(Shape labeling rows)
** start **

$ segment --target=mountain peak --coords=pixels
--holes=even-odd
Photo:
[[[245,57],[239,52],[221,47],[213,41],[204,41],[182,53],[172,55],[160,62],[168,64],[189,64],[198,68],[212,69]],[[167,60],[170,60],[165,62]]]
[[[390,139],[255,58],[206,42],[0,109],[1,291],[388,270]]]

** end **

### What is required
Rename "mountain peak" to "summit" throughout the rows above, and write out those lines again with everything else left as it is.

### Full solution
$ segment --target=summit --coords=pixels
--holes=even-odd
Photo:
[[[245,57],[239,52],[221,47],[213,41],[204,41],[182,53],[172,55],[160,62],[168,64],[189,64],[198,68],[212,69]],[[167,60],[170,60],[165,62]]]
[[[390,139],[255,58],[206,42],[0,109],[1,291],[388,270]]]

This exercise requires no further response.